## START
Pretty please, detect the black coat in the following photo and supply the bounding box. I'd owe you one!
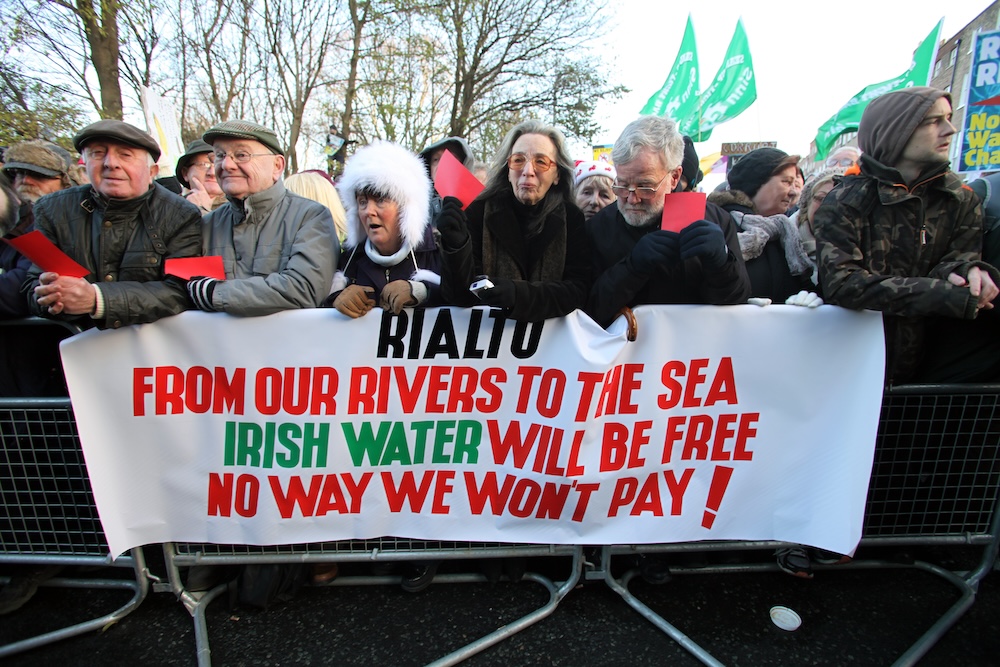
[441,192,590,322]
[587,202,750,326]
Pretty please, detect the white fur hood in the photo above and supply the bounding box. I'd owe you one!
[337,141,431,248]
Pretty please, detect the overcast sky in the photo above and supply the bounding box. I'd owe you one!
[577,0,990,166]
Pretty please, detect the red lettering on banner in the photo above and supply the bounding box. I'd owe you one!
[254,366,337,415]
[600,420,653,472]
[382,470,436,513]
[660,412,760,464]
[464,472,514,516]
[576,371,604,422]
[267,472,372,519]
[347,366,507,415]
[656,357,737,410]
[594,364,643,417]
[486,419,584,477]
[432,470,455,514]
[463,472,599,522]
[132,366,246,417]
[608,468,694,517]
[208,472,260,518]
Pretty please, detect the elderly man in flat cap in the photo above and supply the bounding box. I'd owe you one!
[24,120,201,328]
[188,120,340,316]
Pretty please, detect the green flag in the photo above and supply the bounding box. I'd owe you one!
[816,19,944,161]
[679,19,757,141]
[639,14,698,120]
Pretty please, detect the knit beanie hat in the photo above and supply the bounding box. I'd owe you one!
[858,86,951,167]
[727,148,799,199]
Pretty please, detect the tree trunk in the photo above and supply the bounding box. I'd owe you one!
[76,0,123,120]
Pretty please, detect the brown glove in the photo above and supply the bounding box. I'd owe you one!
[379,280,417,315]
[333,285,375,318]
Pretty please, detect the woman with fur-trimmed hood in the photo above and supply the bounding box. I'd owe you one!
[323,141,441,317]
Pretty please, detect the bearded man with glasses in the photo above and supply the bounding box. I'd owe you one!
[188,120,340,316]
[586,116,750,326]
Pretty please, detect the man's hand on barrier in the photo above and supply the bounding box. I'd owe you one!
[632,229,680,274]
[379,280,417,315]
[785,290,823,308]
[476,278,514,310]
[948,266,1000,310]
[188,276,221,313]
[681,220,729,269]
[35,271,97,315]
[333,284,375,318]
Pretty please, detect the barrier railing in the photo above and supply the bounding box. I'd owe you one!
[164,537,582,667]
[602,385,1000,665]
[0,398,148,657]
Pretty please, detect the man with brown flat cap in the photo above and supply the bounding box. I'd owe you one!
[188,120,340,316]
[24,120,201,328]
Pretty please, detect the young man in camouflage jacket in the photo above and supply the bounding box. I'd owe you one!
[815,87,1000,382]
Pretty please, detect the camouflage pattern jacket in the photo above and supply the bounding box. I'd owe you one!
[815,155,1000,381]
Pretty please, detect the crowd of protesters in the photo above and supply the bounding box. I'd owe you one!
[0,87,1000,604]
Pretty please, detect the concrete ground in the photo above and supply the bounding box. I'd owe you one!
[0,547,1000,667]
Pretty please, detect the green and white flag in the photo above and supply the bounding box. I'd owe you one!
[639,14,698,120]
[680,19,757,141]
[816,19,944,161]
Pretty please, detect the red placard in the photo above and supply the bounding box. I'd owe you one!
[434,150,484,209]
[660,192,706,232]
[163,255,226,280]
[4,229,90,278]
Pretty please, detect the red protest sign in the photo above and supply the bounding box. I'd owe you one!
[660,192,705,232]
[434,150,483,209]
[4,229,90,278]
[163,255,226,280]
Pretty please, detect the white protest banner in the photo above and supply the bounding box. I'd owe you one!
[141,86,184,176]
[62,306,884,554]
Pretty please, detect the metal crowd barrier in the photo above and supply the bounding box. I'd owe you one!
[157,537,583,667]
[594,384,1000,666]
[0,398,148,658]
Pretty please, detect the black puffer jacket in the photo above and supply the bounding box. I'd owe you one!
[23,184,202,329]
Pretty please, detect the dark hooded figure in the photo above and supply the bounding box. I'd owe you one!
[815,87,1000,382]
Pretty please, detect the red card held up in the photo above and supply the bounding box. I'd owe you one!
[434,150,483,209]
[660,192,706,232]
[163,255,226,280]
[4,229,90,278]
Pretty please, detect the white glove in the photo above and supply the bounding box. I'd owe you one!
[785,290,823,308]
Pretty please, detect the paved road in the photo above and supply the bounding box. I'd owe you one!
[0,549,1000,667]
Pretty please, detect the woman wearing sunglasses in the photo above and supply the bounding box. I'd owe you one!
[438,120,590,322]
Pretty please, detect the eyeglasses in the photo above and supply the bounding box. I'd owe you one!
[611,172,670,201]
[214,151,274,164]
[507,153,556,171]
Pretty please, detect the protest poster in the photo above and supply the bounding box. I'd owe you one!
[61,306,884,554]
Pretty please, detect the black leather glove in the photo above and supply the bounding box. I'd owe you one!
[188,277,221,313]
[438,197,469,250]
[681,220,729,269]
[476,278,514,310]
[632,229,680,273]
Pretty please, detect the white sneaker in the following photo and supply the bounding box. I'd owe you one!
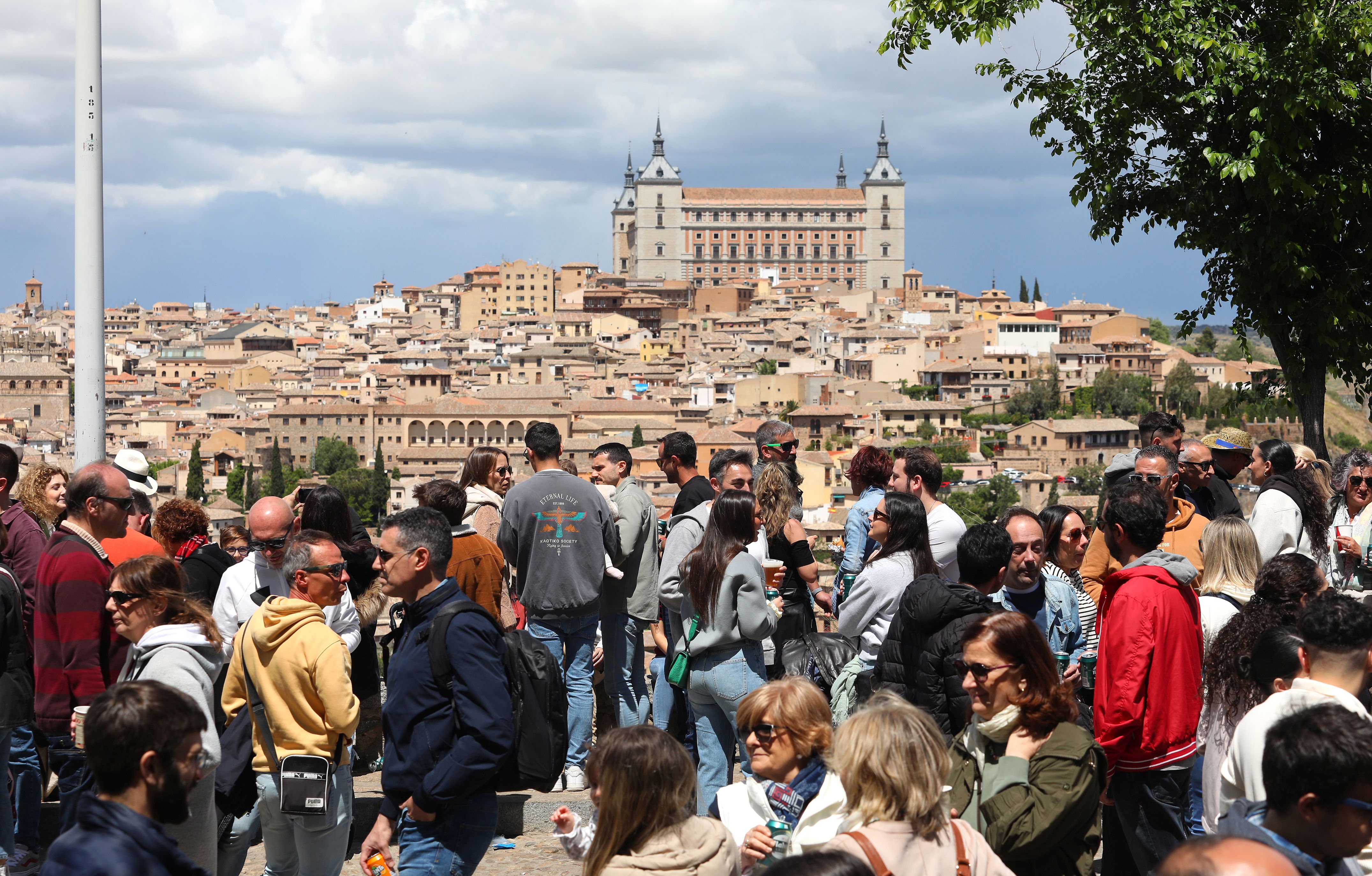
## END
» Required task
Rewrite every row above, swapping "supply" for "give" and leaving everything else the same. Leave out the pictures.

» Completed exercise
Pretty please, detect the black coat in the following photo and give the bounding box. I'd owe you one!
[441,192,590,322]
[587,202,750,326]
Pretty please, detect the white fur hood in the photo above and give the bounding box. I'd owe you one!
[337,141,431,248]
Pretty please, detect the overcast sky in the photo above and give the bounding box. I'd owe you one!
[577,0,990,166]
Pretty please, detect the red lettering on banner in the photo above and give the bounding box. I'd owe you one!
[254,366,337,415]
[600,420,653,472]
[382,470,436,513]
[660,412,760,464]
[464,472,514,516]
[576,371,604,422]
[267,472,372,519]
[347,366,507,415]
[656,357,737,410]
[594,364,643,417]
[486,419,584,477]
[432,470,455,514]
[463,472,599,522]
[132,366,246,417]
[608,468,694,517]
[208,472,260,518]
Pretty please, detect the elderly man in flat cap in the photo above and give the bounding box. I'd owe you one!
[24,120,201,328]
[188,120,340,316]
Pretty please, detect the green flag in the photo above and give the bounding box. I'd owe you one!
[816,19,944,161]
[679,19,757,141]
[639,14,698,120]
Pretty please, detect the knit beanie hat in the photo above and give the bounding box. I'd owe you one!
[858,86,951,167]
[727,148,799,199]
Pretty please, detect the tree trunk in the photo above and give the bounding box. I'd owe you one!
[76,0,123,120]
Pretty please, detect the brown glove in the photo above and give the bounding box. I'd owe you one!
[379,280,417,315]
[333,285,375,318]
Pretty please, detect the woman with fur-trimmed hood in the photo above and give the bounding box. I'd owe you one!
[323,141,441,317]
Pretty please, detect the bearded man with glasses in the photo above and give the bounding box. I'd owe you one!
[188,120,340,316]
[586,116,750,326]
Pretty please, detect the man's hand on barrier in the photo above and give the bounding box. I'd owe you one!
[632,229,680,274]
[379,280,417,315]
[785,290,823,308]
[476,278,514,310]
[948,266,1000,310]
[188,276,221,313]
[681,220,729,269]
[35,271,97,315]
[333,284,375,318]
Pretty please, detect the barrier railing in the photo above and give the bounding box. I'd owe you one!
[164,537,582,667]
[602,385,1000,665]
[0,398,148,657]
Pretty please, detect the man with brown flat cap in the photo above and give the bounding box. I'd owe you one!
[188,120,340,316]
[24,120,201,328]
Pretty please, detect the young man in camouflage jacket in the photo above and give the bounding box. I'd owe you one!
[815,87,1000,382]
Pretty please, detect the camouflage pattern jacket in the photo above and give the bounding box. I'd owe you one!
[815,155,1000,381]
Pretty please, detect the crowd of protesters in the photo above and give the bounding box. I'd owe you one!
[0,87,1000,604]
Pretty please, detect the concrete ground in the photo above and give the bounding box. I'd owe you one!
[0,547,1000,667]
Pretty please, detect the green and white flag in the photo above and give the bounding box. I'd owe you one!
[639,14,698,120]
[680,19,757,141]
[816,19,944,161]
Pretty please, detect the red placard in the photo above and give the bounding box. I'd owe you one!
[434,150,484,209]
[660,192,706,232]
[163,255,226,280]
[4,229,90,278]
Pretty please, detect the red protest sign in the photo above and give the bounding box. I'd owe you one!
[660,192,705,232]
[434,150,483,209]
[4,229,90,278]
[163,255,226,280]
Pretty please, detect the white protest banner in the photo above and give the bounding box. I'd owe you one!
[141,86,184,176]
[62,306,884,554]
Pretty please, detect the metal crowd barrier in the photo above and give the bounding box. I'd owe you one!
[157,537,583,667]
[594,384,1000,666]
[0,398,148,658]
Pretty please, detect the black puffer jacket in the photo above and give the bounding box. I'd owe you one!
[23,184,202,329]
Pretty please, detect the dark hooded figure in the photo above and give the bounding box. I'd owe you one!
[815,87,1000,382]
Pretty please, detect the red card held up in the photo above and give the bounding box. I'd owe you one!
[434,150,483,209]
[660,192,706,232]
[163,255,226,280]
[4,229,90,278]
Pretty please, detect the white glove in the photo above and give the bounding box. I'd owe you one!
[785,290,823,308]
Pretty please, detect the paved road in the photo above and give the bounding box. I'd owe you one!
[0,549,1000,667]
Pretty please, detect the woman wearing sunglasses in the photo above and give the bounding box. I'd owe you one!
[438,120,590,322]
Pretty please, detect the eyeglasses in the photo above and give the bounding box. I'd owe you one!
[611,172,670,201]
[214,151,274,164]
[507,153,556,171]
Pretty please, detect the protest poster in the photo above and give the bounding box. I'd owe you one!
[61,306,884,554]
Pretty please, detect the black leather glove in the photo above and give the bounding box. I'd owe you one!
[188,277,221,313]
[438,197,469,250]
[681,220,729,269]
[476,278,514,310]
[632,229,680,273]
Pretty please, detect the white sneaker in the following photo and give the bounding box. I'd owe you one!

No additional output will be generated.